* DOCUMENT EXTRACT:

========

Instance Consistency Maps decouple foreground from background:

\[\hat{\mathbf{M}}_i(x,y) = \begin{cases} 1, & \text{if } [x,y] \in b_i \\ 0, & \text{otherwise} \end{cases}$$ $$\hat{\mathbf{M}}^g = 1 - \sum_{i=1}^{N}\hat{\mathbf{M}}_i\]

Mask constraints ensure each layout condition influences only its corresponding local region, preventing attribute leakage.

Adaptive Spatial-Frequency Aggregation

Rather than simple summation or purely spatial-domain fusion, FICGen aggregates degraded instances and background simultaneously in both spatial and frequency domains:

\[\textbf{F}^s = \textbf{SAM}([\sum_{i=1}^N \textbf{f}_i^r, \textbf{f}^g]), \quad \textbf{F}^f = \textbf{FAM}([\sum_{i=1}^N \textbf{f}_i^r, \textbf{f}^g])\]

where SAM captures spatial relational dependencies via standard self-attention, and FAM employs frequency attention to emphasize fine-grained cross-instance attributes (boundary sharpness, texture). The two streams are fused via a learnable depthwise convolution \(\zeta\) and softmax-weighted aggregation to produce the final degraded representation \(\delta^{final}\).

========

* RECORDED INFORMATION:
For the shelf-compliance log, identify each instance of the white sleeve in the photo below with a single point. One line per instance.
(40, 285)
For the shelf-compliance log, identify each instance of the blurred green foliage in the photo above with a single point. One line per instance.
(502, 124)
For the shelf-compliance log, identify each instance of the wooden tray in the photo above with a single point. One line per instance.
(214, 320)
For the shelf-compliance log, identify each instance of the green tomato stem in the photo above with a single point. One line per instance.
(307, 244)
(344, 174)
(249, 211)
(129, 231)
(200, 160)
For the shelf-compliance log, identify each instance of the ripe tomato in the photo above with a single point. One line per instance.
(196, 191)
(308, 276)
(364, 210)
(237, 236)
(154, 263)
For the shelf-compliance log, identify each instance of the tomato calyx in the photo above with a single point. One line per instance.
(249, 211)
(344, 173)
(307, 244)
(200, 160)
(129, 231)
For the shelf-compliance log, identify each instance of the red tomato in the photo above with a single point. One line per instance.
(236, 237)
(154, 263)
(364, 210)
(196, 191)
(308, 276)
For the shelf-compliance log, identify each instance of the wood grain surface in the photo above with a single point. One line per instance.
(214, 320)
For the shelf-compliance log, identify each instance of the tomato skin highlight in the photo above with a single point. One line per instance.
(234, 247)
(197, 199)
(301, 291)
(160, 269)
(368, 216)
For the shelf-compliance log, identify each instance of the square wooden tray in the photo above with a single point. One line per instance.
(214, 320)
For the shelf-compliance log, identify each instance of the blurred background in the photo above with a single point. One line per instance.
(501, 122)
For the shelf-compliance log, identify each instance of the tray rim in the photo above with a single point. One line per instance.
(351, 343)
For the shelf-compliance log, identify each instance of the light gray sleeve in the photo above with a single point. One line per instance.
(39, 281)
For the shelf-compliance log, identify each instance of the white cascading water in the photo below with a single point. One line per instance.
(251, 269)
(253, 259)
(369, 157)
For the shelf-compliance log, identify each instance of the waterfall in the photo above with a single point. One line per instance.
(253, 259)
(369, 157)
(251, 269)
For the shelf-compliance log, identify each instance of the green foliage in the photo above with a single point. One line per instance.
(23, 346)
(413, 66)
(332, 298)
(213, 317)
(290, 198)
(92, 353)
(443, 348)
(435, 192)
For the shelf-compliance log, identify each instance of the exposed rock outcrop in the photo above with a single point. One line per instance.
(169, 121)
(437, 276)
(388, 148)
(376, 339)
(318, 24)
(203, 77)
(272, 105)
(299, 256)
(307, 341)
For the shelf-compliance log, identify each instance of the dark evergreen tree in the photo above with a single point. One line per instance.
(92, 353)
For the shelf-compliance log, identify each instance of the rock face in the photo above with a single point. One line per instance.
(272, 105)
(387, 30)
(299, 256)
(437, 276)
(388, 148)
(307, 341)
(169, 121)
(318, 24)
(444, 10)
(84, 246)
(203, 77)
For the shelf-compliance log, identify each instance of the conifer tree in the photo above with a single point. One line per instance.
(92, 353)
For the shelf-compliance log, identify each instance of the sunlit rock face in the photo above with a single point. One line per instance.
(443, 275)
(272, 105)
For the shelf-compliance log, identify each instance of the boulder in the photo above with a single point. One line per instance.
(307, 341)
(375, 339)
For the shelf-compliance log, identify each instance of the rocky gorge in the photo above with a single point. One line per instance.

========

* WRITTEN INSTRUCTION: In the FICGen excerpt, what does FAM emphasize?

* RESULT OF THE TASK: FAM emphasizes fine-grained cross-instance attributes, such as boundary sharpness and texture.